→ **TASK REQUIREMENTS**
Which lines in the records below include the word "walking"? Report each of them in full.

────────────────────────────────────────

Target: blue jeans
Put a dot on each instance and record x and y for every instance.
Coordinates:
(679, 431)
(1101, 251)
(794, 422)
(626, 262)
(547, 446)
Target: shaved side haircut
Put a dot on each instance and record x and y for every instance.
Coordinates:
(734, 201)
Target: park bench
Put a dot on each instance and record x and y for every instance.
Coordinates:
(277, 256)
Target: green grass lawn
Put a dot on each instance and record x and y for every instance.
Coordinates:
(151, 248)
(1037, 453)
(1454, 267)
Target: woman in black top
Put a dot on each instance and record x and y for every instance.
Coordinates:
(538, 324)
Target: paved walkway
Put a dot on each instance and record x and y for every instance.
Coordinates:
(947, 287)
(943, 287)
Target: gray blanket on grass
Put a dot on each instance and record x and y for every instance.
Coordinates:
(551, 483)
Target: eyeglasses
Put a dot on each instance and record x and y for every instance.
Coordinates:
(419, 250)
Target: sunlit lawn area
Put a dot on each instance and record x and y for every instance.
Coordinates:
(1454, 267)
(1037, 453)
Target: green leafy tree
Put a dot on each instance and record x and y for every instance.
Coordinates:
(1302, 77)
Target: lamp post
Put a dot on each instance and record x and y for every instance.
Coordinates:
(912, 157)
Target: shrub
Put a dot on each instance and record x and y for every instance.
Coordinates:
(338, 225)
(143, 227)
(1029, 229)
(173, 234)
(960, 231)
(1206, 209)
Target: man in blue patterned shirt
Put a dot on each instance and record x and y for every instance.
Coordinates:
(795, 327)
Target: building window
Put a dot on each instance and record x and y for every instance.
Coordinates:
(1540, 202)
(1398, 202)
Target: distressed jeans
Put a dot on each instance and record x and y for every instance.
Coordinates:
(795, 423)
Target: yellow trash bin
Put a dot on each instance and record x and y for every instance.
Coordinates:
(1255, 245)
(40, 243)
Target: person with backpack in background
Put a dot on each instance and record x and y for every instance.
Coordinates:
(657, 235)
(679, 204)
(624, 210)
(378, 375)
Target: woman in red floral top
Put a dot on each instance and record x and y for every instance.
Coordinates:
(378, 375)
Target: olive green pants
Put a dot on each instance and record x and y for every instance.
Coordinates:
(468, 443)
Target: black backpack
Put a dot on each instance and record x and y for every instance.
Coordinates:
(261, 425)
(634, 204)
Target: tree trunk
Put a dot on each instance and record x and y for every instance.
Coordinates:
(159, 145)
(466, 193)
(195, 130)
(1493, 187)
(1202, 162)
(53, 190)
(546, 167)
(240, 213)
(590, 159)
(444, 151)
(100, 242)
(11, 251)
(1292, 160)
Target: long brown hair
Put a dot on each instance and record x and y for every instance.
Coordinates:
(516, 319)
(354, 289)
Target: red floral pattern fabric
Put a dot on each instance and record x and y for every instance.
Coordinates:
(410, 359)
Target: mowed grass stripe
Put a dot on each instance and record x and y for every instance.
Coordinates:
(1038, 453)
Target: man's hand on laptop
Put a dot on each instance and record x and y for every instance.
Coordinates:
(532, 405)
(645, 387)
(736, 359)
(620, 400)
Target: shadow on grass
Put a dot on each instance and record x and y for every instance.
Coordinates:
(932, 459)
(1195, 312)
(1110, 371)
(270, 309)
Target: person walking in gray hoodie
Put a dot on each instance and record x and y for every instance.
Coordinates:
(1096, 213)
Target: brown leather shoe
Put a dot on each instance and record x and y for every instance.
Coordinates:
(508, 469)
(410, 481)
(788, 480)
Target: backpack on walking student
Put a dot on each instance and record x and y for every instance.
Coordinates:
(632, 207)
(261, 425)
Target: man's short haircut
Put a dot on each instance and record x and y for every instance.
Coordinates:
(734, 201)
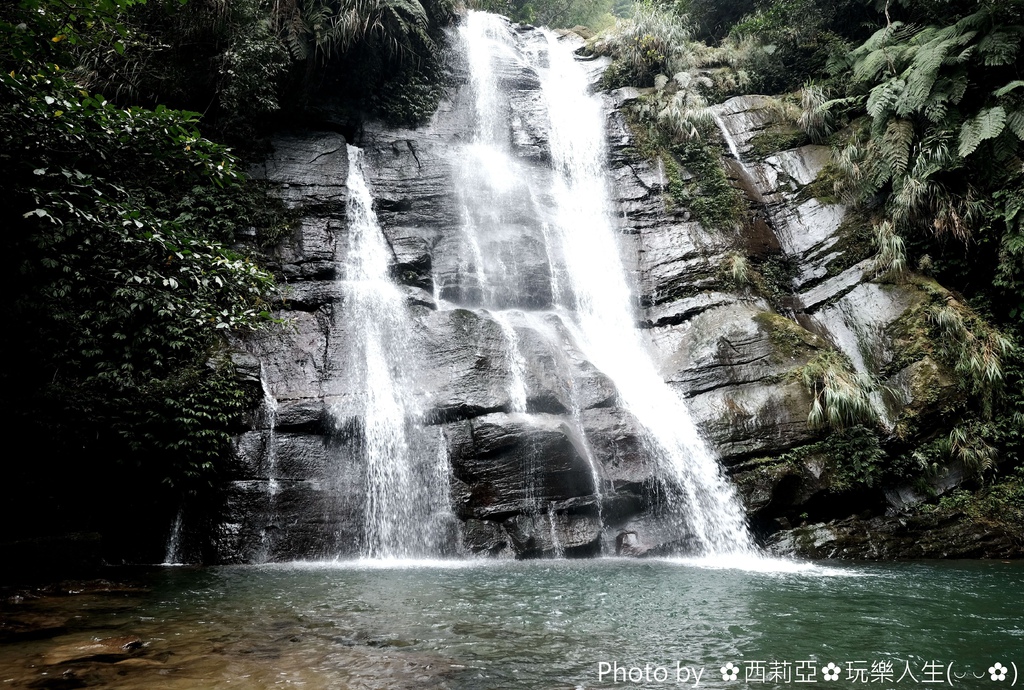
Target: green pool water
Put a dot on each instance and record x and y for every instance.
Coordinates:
(537, 624)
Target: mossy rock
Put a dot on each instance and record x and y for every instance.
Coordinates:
(791, 342)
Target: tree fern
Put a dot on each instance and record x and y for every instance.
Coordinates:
(988, 124)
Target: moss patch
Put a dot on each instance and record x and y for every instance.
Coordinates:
(788, 339)
(777, 138)
(707, 191)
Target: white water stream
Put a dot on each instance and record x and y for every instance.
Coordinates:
(595, 300)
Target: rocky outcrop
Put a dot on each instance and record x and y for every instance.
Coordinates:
(565, 472)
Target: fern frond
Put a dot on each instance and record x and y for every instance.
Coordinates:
(988, 124)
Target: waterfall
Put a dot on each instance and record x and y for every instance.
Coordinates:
(269, 414)
(406, 482)
(172, 553)
(593, 296)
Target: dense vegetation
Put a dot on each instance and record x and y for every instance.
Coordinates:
(133, 235)
(923, 104)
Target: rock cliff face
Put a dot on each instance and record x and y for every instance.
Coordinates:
(569, 474)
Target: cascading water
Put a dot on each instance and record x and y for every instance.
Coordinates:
(269, 414)
(406, 490)
(593, 296)
(172, 553)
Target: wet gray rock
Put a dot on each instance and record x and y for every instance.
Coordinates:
(572, 473)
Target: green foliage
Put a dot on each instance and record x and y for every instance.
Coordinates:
(841, 397)
(594, 14)
(971, 346)
(654, 41)
(124, 287)
(855, 458)
(1001, 503)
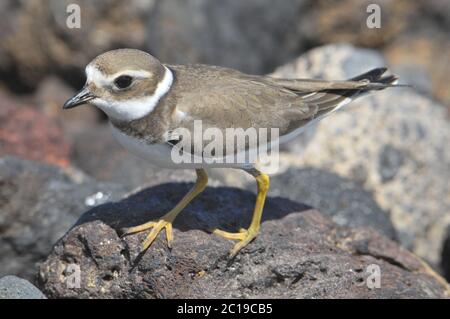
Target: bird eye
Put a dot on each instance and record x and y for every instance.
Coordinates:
(123, 81)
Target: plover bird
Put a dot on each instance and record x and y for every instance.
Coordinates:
(147, 101)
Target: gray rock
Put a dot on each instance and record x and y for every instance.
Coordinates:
(12, 287)
(299, 254)
(108, 161)
(38, 203)
(347, 203)
(227, 33)
(393, 142)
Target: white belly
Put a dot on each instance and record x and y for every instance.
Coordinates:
(161, 154)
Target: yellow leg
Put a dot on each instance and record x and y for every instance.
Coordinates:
(245, 236)
(165, 222)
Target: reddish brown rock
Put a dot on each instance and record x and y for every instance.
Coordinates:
(299, 254)
(27, 132)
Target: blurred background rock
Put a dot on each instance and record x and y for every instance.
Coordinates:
(387, 155)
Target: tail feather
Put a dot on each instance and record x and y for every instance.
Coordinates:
(328, 100)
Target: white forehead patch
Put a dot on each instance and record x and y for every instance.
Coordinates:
(131, 109)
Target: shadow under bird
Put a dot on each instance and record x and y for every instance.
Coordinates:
(147, 101)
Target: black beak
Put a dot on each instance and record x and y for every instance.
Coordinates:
(78, 99)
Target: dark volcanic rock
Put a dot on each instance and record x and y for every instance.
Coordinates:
(393, 142)
(346, 202)
(12, 287)
(299, 253)
(38, 204)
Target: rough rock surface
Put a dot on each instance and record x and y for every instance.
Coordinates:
(346, 202)
(299, 253)
(37, 40)
(108, 161)
(27, 132)
(393, 142)
(12, 287)
(38, 204)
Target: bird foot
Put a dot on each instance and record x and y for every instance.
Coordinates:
(156, 227)
(244, 236)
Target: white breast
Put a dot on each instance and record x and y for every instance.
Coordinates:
(160, 154)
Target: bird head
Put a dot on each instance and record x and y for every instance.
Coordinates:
(126, 84)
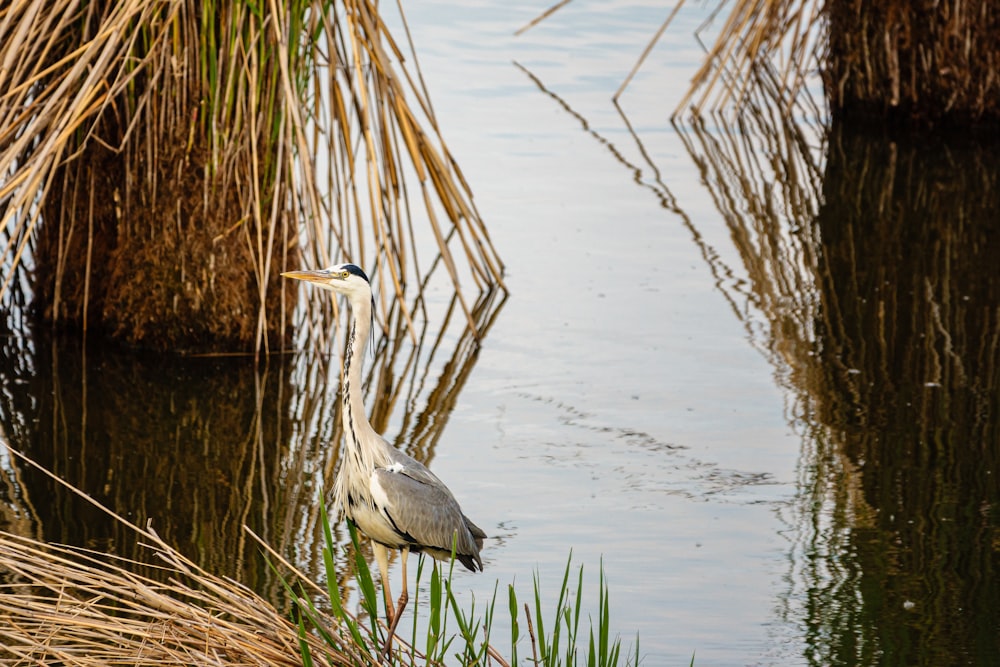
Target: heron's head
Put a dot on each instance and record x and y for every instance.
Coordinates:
(346, 279)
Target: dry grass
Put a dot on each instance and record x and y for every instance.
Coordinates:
(75, 607)
(162, 162)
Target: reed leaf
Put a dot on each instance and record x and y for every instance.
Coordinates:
(161, 161)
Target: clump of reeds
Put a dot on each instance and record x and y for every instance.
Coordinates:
(77, 607)
(923, 63)
(162, 162)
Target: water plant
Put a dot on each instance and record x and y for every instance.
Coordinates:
(454, 634)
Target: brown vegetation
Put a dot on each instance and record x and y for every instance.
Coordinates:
(162, 162)
(923, 63)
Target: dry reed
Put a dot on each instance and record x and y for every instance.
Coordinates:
(76, 607)
(162, 162)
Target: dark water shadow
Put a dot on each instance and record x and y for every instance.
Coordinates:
(872, 288)
(867, 276)
(202, 446)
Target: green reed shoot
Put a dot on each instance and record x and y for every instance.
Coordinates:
(458, 635)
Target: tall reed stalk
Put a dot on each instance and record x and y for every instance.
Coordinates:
(161, 161)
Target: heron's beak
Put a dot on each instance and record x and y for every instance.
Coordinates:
(317, 276)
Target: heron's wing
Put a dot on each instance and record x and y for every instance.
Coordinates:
(423, 511)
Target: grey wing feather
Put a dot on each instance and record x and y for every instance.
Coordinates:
(424, 510)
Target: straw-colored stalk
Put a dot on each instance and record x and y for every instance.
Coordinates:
(76, 607)
(162, 161)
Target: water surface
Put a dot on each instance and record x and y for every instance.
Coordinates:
(752, 373)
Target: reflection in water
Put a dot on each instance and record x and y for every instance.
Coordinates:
(875, 292)
(871, 286)
(202, 446)
(908, 385)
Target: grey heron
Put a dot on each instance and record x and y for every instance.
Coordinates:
(390, 496)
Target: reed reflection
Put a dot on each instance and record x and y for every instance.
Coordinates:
(202, 446)
(873, 290)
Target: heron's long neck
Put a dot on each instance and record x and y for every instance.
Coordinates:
(355, 420)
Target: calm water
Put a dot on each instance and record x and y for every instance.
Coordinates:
(755, 374)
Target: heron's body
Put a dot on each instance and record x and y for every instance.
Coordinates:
(391, 497)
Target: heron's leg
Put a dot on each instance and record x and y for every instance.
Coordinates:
(404, 597)
(382, 557)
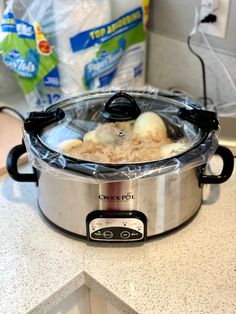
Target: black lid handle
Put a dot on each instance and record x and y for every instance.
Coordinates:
(121, 107)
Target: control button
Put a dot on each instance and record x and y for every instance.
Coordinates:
(125, 234)
(107, 234)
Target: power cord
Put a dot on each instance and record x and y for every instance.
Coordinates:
(3, 108)
(210, 18)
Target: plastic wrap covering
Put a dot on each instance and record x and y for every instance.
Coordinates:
(84, 113)
(65, 47)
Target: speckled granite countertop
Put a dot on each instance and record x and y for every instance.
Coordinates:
(189, 271)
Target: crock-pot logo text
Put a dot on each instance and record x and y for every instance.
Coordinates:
(116, 198)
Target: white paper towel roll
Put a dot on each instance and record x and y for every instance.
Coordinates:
(120, 7)
(73, 17)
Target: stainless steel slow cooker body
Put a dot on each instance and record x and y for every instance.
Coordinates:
(103, 203)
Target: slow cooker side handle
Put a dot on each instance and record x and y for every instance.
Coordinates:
(12, 168)
(228, 166)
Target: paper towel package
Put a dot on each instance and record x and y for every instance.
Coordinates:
(81, 45)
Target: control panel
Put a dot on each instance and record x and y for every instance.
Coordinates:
(116, 226)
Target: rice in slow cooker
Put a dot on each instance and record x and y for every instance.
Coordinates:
(144, 139)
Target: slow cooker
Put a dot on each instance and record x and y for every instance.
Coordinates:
(124, 202)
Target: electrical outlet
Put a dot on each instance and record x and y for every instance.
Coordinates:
(221, 9)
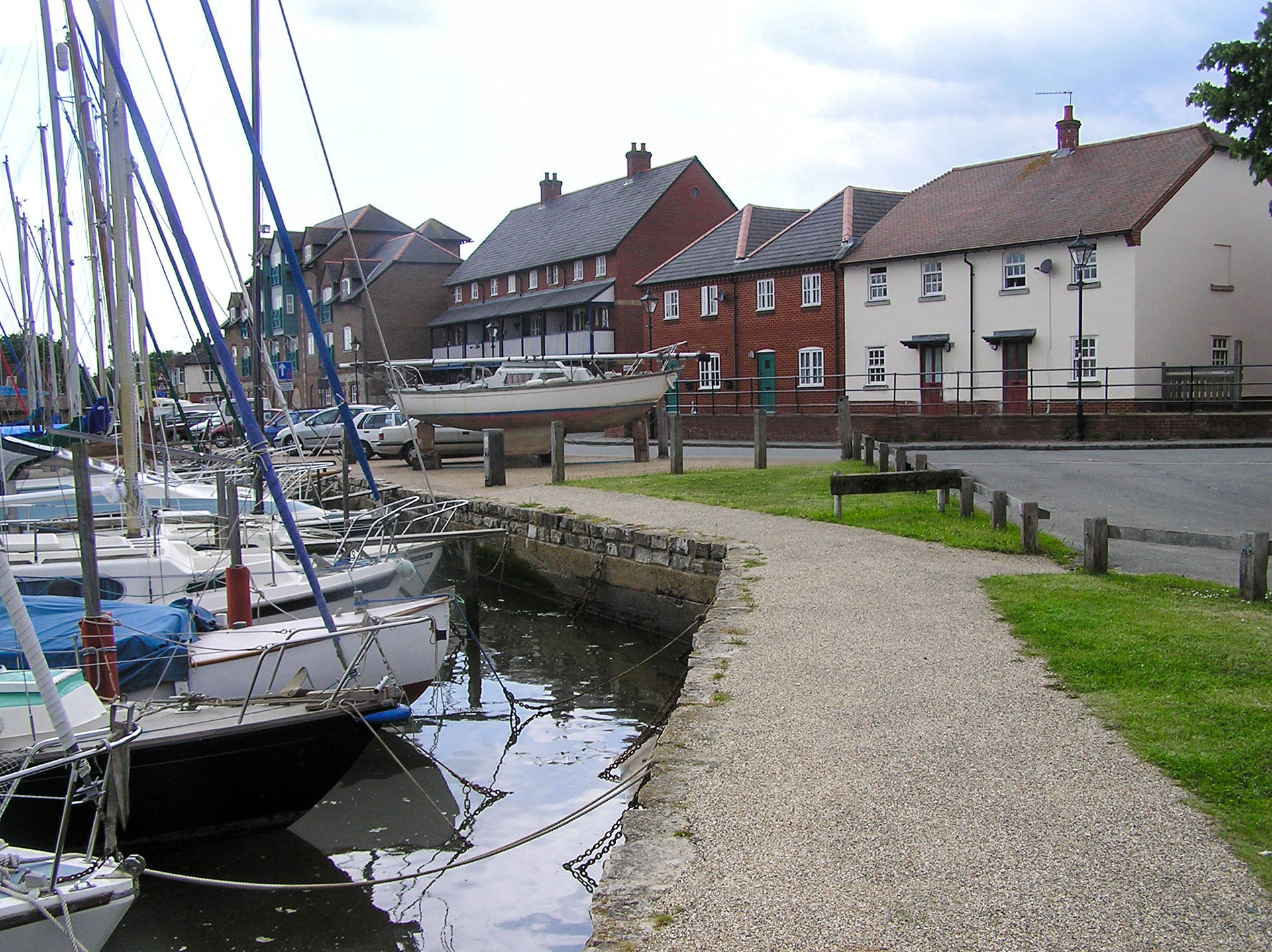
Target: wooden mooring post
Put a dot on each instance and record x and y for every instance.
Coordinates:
(761, 439)
(493, 447)
(556, 431)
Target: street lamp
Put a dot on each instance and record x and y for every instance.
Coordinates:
(1081, 251)
(649, 302)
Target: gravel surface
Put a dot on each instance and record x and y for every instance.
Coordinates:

────────────────────────────────────────

→ **EXERCISE RESULT**
Target: person walking in gray hoodie
Target: backpack on walking student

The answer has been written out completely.